◆ GIVEN EXERCISE
Reproduce every one of the records below word for word, keeping each line as it stands.

◆ DATA EXCERPTS
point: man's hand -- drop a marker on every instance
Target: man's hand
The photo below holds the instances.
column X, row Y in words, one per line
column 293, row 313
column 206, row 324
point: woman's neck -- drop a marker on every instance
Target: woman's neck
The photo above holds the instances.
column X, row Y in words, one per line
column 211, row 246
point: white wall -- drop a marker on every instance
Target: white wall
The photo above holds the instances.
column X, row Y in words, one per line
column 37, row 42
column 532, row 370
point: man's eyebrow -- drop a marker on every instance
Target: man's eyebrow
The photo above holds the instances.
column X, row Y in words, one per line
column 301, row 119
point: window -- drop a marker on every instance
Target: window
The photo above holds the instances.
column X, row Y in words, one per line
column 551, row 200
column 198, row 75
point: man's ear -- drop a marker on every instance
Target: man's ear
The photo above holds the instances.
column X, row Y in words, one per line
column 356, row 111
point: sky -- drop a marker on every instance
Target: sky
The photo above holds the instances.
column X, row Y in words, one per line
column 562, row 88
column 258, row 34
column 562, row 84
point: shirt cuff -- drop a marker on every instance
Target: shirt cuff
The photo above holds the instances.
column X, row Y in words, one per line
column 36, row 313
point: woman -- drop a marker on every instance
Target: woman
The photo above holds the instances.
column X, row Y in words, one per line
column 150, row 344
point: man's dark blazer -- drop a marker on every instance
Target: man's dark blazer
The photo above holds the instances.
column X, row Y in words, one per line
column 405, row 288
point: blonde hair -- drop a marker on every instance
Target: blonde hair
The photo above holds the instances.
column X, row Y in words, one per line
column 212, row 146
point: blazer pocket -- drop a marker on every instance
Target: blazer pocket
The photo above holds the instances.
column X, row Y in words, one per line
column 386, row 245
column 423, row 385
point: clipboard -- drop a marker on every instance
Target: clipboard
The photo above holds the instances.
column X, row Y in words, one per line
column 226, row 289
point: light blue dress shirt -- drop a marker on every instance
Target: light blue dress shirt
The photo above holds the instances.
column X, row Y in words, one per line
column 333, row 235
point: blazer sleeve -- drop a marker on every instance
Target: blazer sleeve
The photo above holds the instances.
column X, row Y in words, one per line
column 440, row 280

◆ CORRECT RESULT
point: man's hand -- drop a marker on every instance
Target: man's hand
The photo below holds the instances.
column X, row Y in words, one per line
column 293, row 313
column 206, row 324
point: woman's neck -- drop a marker on every instance
Target: woman's neck
The photo above holds the instances.
column X, row Y in words, one per line
column 211, row 246
point: white wall -- drop a marker on every instance
Target: white wall
The photo above holds the instances.
column X, row Y in words, one per line
column 37, row 42
column 532, row 370
point: man's eyebrow -- drop a marker on every instance
Target: man's eyebrow
The photo above holds the instances.
column X, row Y in words, one per line
column 301, row 119
point: window -- drop a marker on every instance
Target: window
The photo above holds the instances.
column X, row Y in words, one per line
column 551, row 200
column 198, row 75
point: man's ear -- drop a marker on every instance
Target: man's ear
The photo above holds the instances.
column X, row Y in words, one per line
column 356, row 111
point: sky -- drop a marker on every instance
Target: sky
The photo above holds the instances.
column X, row Y in words, one per line
column 562, row 88
column 258, row 34
column 562, row 84
point: shirt cuff -- drop a marker on every instance
Target: shirt cuff
The photo above holds the instances.
column X, row Y in words, one per line
column 36, row 313
point: woman -- drop a marker on every instance
Target: woman
The photo above holds the instances.
column X, row Y in words, one per line
column 150, row 344
point: man's dark blazer -- drop a marker on every instance
Target: man's dark blazer
The photo above holds the instances.
column X, row Y in words, one per line
column 405, row 288
point: blonde hair -- drop a marker on every instance
Target: blonde hair
The photo above holds the instances.
column X, row Y in words, one per line
column 212, row 146
point: blazer pocket -- drop a marker on every instance
Target: blazer pocket
The photo above holds the instances.
column X, row Y in words, one per line
column 386, row 245
column 423, row 385
point: clipboard -- drop a marker on every instance
Target: clipboard
The photo above holds the instances.
column X, row Y in words, one per line
column 226, row 289
point: light blue dress shirt -- drop a marker on every instance
Target: light blue dress shirt
The photo above holds the instances.
column X, row Y in words, one per line
column 333, row 235
point: blazer sleeve -- drop a marker on every instance
Target: blazer sleeve
The photo above holds the instances.
column X, row Y in words, one per line
column 440, row 280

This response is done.